ABOUT THIS EXERCISE >>
Every line in the records below with the string "green" is to be copied out.

DATA TO USE Start Marker

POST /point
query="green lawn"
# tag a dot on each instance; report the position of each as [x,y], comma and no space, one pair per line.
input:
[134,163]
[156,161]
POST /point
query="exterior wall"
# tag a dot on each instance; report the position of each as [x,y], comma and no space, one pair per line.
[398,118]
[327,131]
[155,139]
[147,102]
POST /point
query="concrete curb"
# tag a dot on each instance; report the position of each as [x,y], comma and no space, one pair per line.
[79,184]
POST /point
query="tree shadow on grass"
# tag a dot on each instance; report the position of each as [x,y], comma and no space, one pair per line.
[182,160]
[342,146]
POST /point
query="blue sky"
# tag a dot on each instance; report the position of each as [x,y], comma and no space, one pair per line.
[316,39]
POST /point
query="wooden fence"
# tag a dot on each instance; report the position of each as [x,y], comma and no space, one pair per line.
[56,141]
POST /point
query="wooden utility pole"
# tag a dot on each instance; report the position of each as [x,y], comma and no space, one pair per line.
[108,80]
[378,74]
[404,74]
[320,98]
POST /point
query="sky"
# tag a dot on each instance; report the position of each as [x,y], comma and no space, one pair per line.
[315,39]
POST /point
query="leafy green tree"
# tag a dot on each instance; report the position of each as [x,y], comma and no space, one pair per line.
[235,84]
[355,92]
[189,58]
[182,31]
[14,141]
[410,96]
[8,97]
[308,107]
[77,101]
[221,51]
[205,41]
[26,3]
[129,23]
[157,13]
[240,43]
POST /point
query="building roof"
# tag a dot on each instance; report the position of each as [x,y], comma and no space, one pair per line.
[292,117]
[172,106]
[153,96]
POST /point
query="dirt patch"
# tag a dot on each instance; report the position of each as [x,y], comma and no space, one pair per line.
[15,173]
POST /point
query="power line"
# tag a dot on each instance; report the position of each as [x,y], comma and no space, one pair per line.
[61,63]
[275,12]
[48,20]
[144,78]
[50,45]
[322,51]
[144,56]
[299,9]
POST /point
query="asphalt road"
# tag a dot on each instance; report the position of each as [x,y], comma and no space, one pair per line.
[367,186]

DATA TO USE End Marker

RESPONSE BELOW >>
query="green lawn"
query="leafy green tree"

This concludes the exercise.